_TASK OBJECTIVE_.
Present each line of the records below as one string in a JSON list, leaving out blank lines, and cover every record.

_DATA LISTING_.
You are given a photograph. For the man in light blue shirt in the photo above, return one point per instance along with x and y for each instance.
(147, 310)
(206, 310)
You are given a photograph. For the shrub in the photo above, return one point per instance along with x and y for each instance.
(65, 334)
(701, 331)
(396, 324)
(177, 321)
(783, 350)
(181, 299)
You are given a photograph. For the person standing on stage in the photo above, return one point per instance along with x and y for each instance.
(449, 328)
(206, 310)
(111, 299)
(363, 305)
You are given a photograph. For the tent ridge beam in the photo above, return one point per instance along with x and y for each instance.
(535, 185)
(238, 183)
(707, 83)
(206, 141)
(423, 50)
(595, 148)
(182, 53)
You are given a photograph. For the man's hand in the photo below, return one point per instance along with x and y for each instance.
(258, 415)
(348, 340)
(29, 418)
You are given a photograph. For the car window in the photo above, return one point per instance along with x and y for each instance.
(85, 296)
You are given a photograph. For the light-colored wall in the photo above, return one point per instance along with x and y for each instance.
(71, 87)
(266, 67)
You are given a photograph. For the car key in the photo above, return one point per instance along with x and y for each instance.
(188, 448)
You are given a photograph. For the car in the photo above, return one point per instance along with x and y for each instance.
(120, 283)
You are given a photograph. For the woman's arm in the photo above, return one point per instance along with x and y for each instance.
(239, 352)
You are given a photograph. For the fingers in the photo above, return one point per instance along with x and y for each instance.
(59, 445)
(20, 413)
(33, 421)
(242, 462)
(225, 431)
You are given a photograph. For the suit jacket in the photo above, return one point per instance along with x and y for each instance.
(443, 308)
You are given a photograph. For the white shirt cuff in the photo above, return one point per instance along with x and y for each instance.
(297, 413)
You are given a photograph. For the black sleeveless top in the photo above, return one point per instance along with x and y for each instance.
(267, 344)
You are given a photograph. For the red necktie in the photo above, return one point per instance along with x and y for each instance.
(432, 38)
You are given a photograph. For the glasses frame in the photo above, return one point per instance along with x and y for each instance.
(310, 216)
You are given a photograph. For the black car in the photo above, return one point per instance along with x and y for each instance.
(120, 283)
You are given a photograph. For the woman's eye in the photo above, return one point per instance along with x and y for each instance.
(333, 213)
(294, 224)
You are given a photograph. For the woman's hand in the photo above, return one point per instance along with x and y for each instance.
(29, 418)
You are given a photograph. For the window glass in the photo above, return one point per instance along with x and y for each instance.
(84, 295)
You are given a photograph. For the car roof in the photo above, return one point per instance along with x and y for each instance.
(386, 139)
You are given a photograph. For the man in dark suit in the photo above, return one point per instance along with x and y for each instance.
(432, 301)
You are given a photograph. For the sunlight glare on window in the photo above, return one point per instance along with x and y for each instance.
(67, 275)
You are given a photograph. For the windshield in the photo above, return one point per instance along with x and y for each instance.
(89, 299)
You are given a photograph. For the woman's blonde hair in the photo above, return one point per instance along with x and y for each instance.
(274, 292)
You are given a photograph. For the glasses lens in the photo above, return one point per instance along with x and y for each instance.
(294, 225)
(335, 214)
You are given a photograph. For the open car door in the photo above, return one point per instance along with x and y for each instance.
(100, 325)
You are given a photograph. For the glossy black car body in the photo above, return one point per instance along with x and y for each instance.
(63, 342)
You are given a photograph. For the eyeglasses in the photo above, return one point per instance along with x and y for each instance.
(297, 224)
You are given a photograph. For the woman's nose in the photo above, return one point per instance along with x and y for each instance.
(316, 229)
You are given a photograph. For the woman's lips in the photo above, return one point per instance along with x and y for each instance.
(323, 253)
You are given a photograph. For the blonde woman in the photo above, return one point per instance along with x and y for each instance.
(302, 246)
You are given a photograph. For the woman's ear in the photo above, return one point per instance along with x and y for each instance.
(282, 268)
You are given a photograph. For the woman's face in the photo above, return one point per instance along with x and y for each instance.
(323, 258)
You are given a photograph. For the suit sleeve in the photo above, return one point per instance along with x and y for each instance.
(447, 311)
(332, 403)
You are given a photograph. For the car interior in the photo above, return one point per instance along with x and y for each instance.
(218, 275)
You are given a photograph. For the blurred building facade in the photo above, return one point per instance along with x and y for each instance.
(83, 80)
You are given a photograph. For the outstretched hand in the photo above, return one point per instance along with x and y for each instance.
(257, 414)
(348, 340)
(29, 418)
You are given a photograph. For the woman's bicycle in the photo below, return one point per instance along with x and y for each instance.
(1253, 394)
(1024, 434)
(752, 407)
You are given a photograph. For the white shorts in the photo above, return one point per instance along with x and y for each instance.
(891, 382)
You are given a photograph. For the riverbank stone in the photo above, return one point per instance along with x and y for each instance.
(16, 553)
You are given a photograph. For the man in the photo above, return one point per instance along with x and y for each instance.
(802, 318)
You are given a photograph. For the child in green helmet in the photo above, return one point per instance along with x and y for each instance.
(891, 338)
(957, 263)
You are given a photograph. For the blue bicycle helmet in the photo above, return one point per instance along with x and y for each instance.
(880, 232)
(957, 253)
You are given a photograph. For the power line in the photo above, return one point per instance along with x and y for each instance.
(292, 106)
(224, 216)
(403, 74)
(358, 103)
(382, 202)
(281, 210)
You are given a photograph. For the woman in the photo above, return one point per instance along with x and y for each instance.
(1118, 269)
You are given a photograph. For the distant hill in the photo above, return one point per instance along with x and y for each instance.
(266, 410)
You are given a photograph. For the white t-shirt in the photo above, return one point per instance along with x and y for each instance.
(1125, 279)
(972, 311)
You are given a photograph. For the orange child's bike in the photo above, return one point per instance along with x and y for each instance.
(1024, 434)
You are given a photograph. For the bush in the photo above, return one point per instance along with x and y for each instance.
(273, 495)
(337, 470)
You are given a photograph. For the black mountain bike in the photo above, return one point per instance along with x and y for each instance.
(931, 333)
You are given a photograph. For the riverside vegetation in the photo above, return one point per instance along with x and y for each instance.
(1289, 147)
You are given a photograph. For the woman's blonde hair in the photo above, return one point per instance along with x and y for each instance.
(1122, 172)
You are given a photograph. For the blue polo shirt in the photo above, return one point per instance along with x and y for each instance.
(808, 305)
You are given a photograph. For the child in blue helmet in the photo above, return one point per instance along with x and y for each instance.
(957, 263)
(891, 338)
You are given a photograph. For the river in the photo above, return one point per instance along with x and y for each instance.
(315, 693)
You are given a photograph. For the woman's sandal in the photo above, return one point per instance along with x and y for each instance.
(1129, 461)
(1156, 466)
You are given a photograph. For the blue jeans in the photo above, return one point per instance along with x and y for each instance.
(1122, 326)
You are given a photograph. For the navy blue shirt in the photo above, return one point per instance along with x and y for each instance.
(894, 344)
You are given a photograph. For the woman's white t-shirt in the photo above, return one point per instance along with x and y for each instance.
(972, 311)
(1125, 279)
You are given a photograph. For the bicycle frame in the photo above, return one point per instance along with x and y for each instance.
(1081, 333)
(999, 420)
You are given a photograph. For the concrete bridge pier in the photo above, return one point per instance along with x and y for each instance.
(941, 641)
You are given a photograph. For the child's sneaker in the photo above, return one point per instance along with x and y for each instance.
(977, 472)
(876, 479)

_RESULT BELOW_.
[
  "You are given a photograph. For the man in light blue shirt in the photo above, return one point per instance along with x and y for each instance.",
  "(147, 310)",
  "(206, 310)",
  "You are given a photograph. For the shrub in the photo above, return one point per instance along with x and y for each instance.",
  "(65, 334)",
  "(701, 331)",
  "(396, 324)",
  "(177, 321)",
  "(783, 350)",
  "(181, 299)",
  "You are given a photograph. For the person standing on stage in the photo above, return one point per instance along with x and y for each instance.",
  "(449, 328)",
  "(206, 310)",
  "(111, 299)",
  "(363, 305)",
  "You are given a photograph. For the tent ridge beam in the photo above, return one point per instance along with x and y for each instance.",
  "(535, 185)",
  "(238, 183)",
  "(707, 83)",
  "(206, 141)",
  "(423, 50)",
  "(595, 148)",
  "(182, 53)",
  "You are given a photograph. For the man's hand in the photo below, return one point per instance along with x and y for each instance.",
  "(258, 415)",
  "(348, 340)",
  "(29, 418)",
  "You are given a photograph. For the car window in the photo above, return one point per instance along with x and y for each instance.",
  "(85, 296)",
  "You are given a photograph. For the light-colored wall in the photo above, return one point per instance along with x and y for each instance.",
  "(71, 87)",
  "(266, 67)",
  "You are given a photograph. For the car key in the photo above, return one point per instance along with x and y for each instance.",
  "(188, 448)",
  "You are given a photograph. For the car in the photo above, return one point per instance along with x and y for each instance.",
  "(120, 283)",
  "You are given a photograph. For the woman's arm in the photo above, return one point per instance along with x and y for each instance.",
  "(239, 352)",
  "You are given a photograph. For the fingers in the photo above, return one point per instance along with x and y for each instance.",
  "(59, 445)",
  "(20, 413)",
  "(33, 421)",
  "(242, 462)",
  "(225, 431)",
  "You are given a photograph. For the suit jacket in the photo above, return one point per instance along with x and y for each instance.",
  "(443, 308)",
  "You are given a photograph. For the white shirt cuff in the photo above, return one point per instance along with x and y for each instance.",
  "(297, 413)",
  "You are given a photograph. For the black sleeveless top in the photo above, return one point per instance along with x and y for each instance.",
  "(267, 344)",
  "You are given a photograph. For the red necktie in the photo above, return one point per instance along with x and y for each instance.",
  "(432, 38)",
  "You are given a photograph. For the glasses frame in the photo above, return one point per instance along with x and y for each instance.",
  "(310, 216)",
  "You are given a photograph. For the black car in the photo above, return one point per instance along with x and y for each instance.",
  "(120, 283)",
  "You are given a photograph. For the woman's eye in the photo above, return one point per instance along with x and y for each instance.",
  "(333, 213)",
  "(294, 224)",
  "You are given a photograph. For the woman's hand in the photo above, return one point per instance along with x and y for each instance.",
  "(29, 418)",
  "You are given a photograph. For the window glass in the photo above, return one point per instance along with x and y for each instance.",
  "(84, 295)",
  "You are given a photograph. For the car roof in the photo above, return one point per instance along with x and y for each instance.",
  "(386, 139)",
  "You are given a photograph. For the man in dark suit in the photo above, return one point per instance along with x and y for each instance.",
  "(432, 301)",
  "You are given a photograph. For the sunlight glare on window in the photo above, return one point per instance along with x and y for each instance.",
  "(67, 275)",
  "You are given a photograph. For the windshield in the photo above, return one point per instance along with x and y for each instance.",
  "(89, 299)",
  "You are given a photograph. For the woman's blonde hair in the photo above, return one point per instance along with x and y for each instance.",
  "(274, 292)",
  "You are given a photograph. For the glasses lens in the photo above, return one point per instance along with x and y for each instance.",
  "(294, 225)",
  "(335, 214)",
  "You are given a photograph. For the open car door in the photo above, return one point per instance along with x and y for each instance.",
  "(100, 325)",
  "You are given a photograph. For the glossy black car body in the photo above, return one point per instance along with x and y for each instance.",
  "(63, 342)",
  "You are given a photograph. For the eyeglasses in the photo above, return one point per instance along with x and y for each instance.",
  "(297, 224)",
  "You are given a photograph. For the woman's nose in the photo above, return one point per instance along with x and y for each instance.",
  "(316, 229)",
  "You are given a photograph. For the woman's lips in the photo above, return one point per instance along with x and y for each instance.",
  "(323, 253)",
  "You are given a photograph. For the blonde woman in the photo above, return one point per instance along with x and y for each instance.",
  "(302, 246)",
  "You are given a photograph. For the woman's ear in the photo above, return one point per instance along with x and y for each instance.",
  "(282, 268)",
  "You are given a photograph. For the woman's face in the photo above, return one point per instance along with x and y for each instance.",
  "(323, 258)",
  "You are given a photograph. For the suit sleeve in the photo above, return one point per instance along with x and y for each instance.",
  "(447, 311)",
  "(332, 403)",
  "You are given a photograph. For the car interior in the photo above, return one point per instance along with x and y for each instance.",
  "(218, 275)",
  "You are given a photograph. For the blurred building facade in the photo above, return one point per instance along with x and y for each instance.",
  "(83, 80)",
  "You are given a photograph. For the outstretched hand in the photo above, return one point per instance along with x and y for each instance.",
  "(257, 414)",
  "(348, 340)",
  "(29, 418)",
  "You are given a photograph. For the woman's bicycle in the photo below, return one point per instance along with x and y for each instance.",
  "(1253, 394)",
  "(1024, 434)",
  "(752, 407)",
  "You are given a photograph. For the white shorts in the photo above, return one point per instance along with x and y for each instance.",
  "(891, 382)",
  "You are given a photograph. For the riverbank stone in the photo above, return one point per instance along with x and y for each instance.",
  "(16, 553)",
  "You are given a photograph. For the man in the photo above, return one point per instance along with x and y for each instance.",
  "(802, 318)",
  "You are given a photograph. For the child in green helmet in the photo above, return one point per instance along with x and y for each instance.",
  "(891, 338)",
  "(957, 263)",
  "You are given a photograph. For the blue bicycle helmet in the photo above, return one point per instance along with x and y for each instance.",
  "(880, 232)",
  "(957, 253)",
  "You are given a photograph. For the power line in the photo above, return one point per instance along with x and y for each instance.",
  "(292, 106)",
  "(224, 216)",
  "(403, 74)",
  "(358, 103)",
  "(382, 202)",
  "(281, 210)",
  "You are given a photograph. For the woman in the photo above, return one point per instance along with x and y for each instance.",
  "(1118, 269)",
  "You are given a photograph. For the distant hill in the photo above, return one point per instance along with x and y for each instance.",
  "(266, 410)",
  "You are given a photograph. For the white t-shirt in the photo above, return one point per instance along with x and y for each instance.",
  "(1125, 279)",
  "(972, 311)",
  "You are given a photograph. For the orange child's bike in the photo above, return one point per instance along with x and y for each instance.",
  "(1024, 434)",
  "You are given a photograph. For the bush in the photo above, return one point per instance along with x and y for each instance.",
  "(273, 495)",
  "(337, 470)",
  "You are given a photograph. For the black mountain bike in the photo above, return one point per instance along with x and y for each instance.",
  "(931, 333)",
  "You are given a photograph. For the riverside vegetation in the photo above, return one point per instance along with x and y for each instance.",
  "(1289, 147)",
  "You are given a photograph. For the woman's blonde hair in the photo above, return one point per instance along with x and y for each instance.",
  "(1122, 172)",
  "You are given a photograph. For the blue polo shirt in the photo above, return one point per instance along with x and y for each instance.",
  "(808, 305)",
  "You are given a photograph. For the child in blue helmet in the photo above, return one point per instance along with x and y for each instance.",
  "(957, 263)",
  "(891, 338)",
  "You are given a photograph. For the river in the photo above, return one point per instance along with x and y for each instance.",
  "(315, 693)",
  "You are given a photograph. For the woman's sandal in the photo above, return one point per instance along with x and y for each instance.",
  "(1129, 461)",
  "(1156, 466)",
  "You are given a photograph. For the blue jeans in the photo above, return one point per instance along with x and y for each instance.",
  "(1122, 326)",
  "You are given a photograph. For the navy blue shirt in the photo above, return one point per instance along with x and y for each instance.",
  "(894, 344)",
  "You are given a photograph. For the woman's white t-shirt in the photo above, return one point per instance along with x and y for each instance.",
  "(972, 311)",
  "(1125, 279)",
  "You are given a photograph. For the bicycle frame in the photo above, return one point per instance along with x and y for each instance.",
  "(1081, 333)",
  "(999, 420)",
  "You are given a photograph. For the concrete bridge pier in the photo above, return one point per instance along with x and y for each instance.",
  "(941, 641)",
  "You are given a photograph. For the child's sneaker in the photo above, return one point per instance along with x and y for each instance.",
  "(977, 472)",
  "(876, 479)"
]